— begin INFORMATION PROVIDED —
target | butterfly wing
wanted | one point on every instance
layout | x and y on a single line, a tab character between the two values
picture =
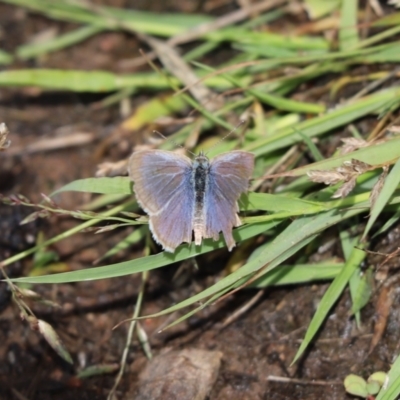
164	190
229	177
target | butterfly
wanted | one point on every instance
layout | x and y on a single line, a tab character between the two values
182	196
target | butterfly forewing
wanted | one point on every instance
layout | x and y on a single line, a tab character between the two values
162	185
228	178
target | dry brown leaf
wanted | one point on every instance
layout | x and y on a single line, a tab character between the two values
348	172
345	189
185	374
4	142
329	177
382	309
351	144
378	187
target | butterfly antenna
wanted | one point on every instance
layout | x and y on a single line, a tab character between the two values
240	123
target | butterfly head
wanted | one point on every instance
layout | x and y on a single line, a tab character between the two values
201	161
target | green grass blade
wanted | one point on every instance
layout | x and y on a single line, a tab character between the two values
348	34
298	274
391	183
5	58
183	252
392	390
105	185
69	39
330	297
324	123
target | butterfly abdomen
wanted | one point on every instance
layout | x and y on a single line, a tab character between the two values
201	167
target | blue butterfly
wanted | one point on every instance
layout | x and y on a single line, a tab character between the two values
181	196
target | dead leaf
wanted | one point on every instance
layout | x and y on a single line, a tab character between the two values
185	375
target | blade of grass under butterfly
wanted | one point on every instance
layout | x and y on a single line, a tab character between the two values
33	50
105	185
392	389
148	263
299	273
390	185
294	237
330	297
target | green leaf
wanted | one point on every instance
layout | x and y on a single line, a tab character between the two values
390	185
333	293
116	185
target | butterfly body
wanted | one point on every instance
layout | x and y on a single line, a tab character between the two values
183	196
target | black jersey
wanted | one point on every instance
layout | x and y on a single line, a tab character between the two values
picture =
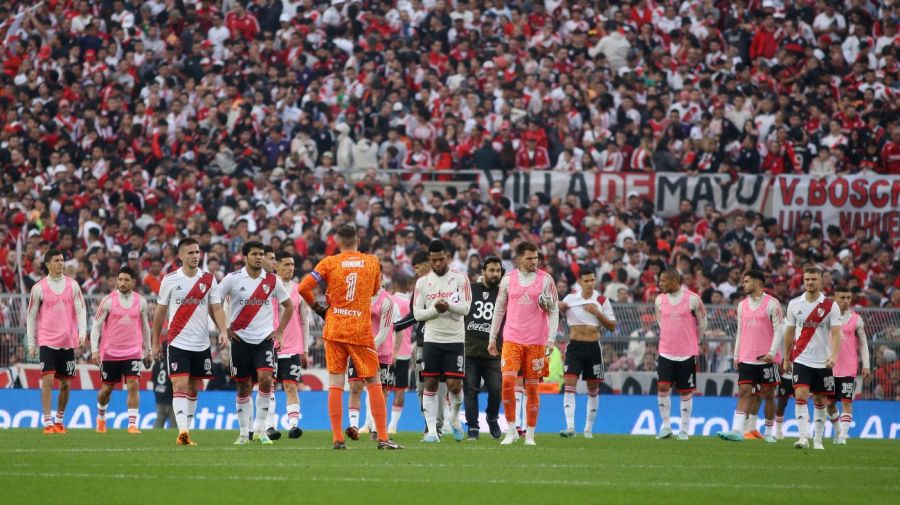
— end INFORMATION PROVIDED —
• [DIRECTIONS FOR THIS TASK]:
Rewrite all of the records above, switching "one point on every instance" to "a single point per instance" wherever it occurs and leaving everything else unchanged. Omit the pictures.

• [CORRECT RESULT]:
target | butterfly wing
wanted | a single point per instance
layout | x and y on a single line, a tab character between the two values
picture =
164	190
229	177
target | butterfly
wanted | a single point per instance
layout | x and y on a single line, a tab character between the two values
182	196
target | butterfly forewing
wanted | a single point per instance
layout | x and y on a single line, a tab character between the two values
162	185
228	178
target | dry brown leaf
wanted | a single point per instance
layout | x and y on a single line, a tab character between the two values
348	172
345	189
185	374
4	142
329	177
382	309
351	144
378	187
target | butterfly antenna
wanted | a single point per instance
layout | x and y on a single line, a tab character between the two values
240	123
target | butterfly head
wanted | a single point per instance
layout | x and y on a single line, a tab character between the two values
201	161
target | green grass blade
wanted | a single point per instance
layout | x and y on a single line, a tab character between the two values
348	34
298	274
391	183
5	58
183	252
392	390
105	185
69	39
330	297
324	123
target | butterfly abdomen
wanted | a single point per instance
layout | x and y on a single line, a tab character between the two values
201	167
target | blue butterfly
wanted | a single point per instance
layout | x and y on a single line, a tab character between the two values
181	196
target | dead leaf
wanted | a single point per instance
layout | x and y on a single line, a tab character between the two values
185	375
target | blade of grass under butterfly
wanted | a single point per instance
layout | x and y on a single line, a tab character between the two values
33	50
105	185
392	389
148	263
299	273
390	185
294	237
330	297
target | green leaf
wanted | a single point per instance
layout | x and y on a single line, a tab character between the two values
390	185
333	293
116	185
target | butterfly body
wanted | a single point per instance
layout | x and y on a single line, a tab character between the two values
183	196
target | black jersey
wanted | a single point per instance
layout | x and y on a single line, a tab character between the two values
picture =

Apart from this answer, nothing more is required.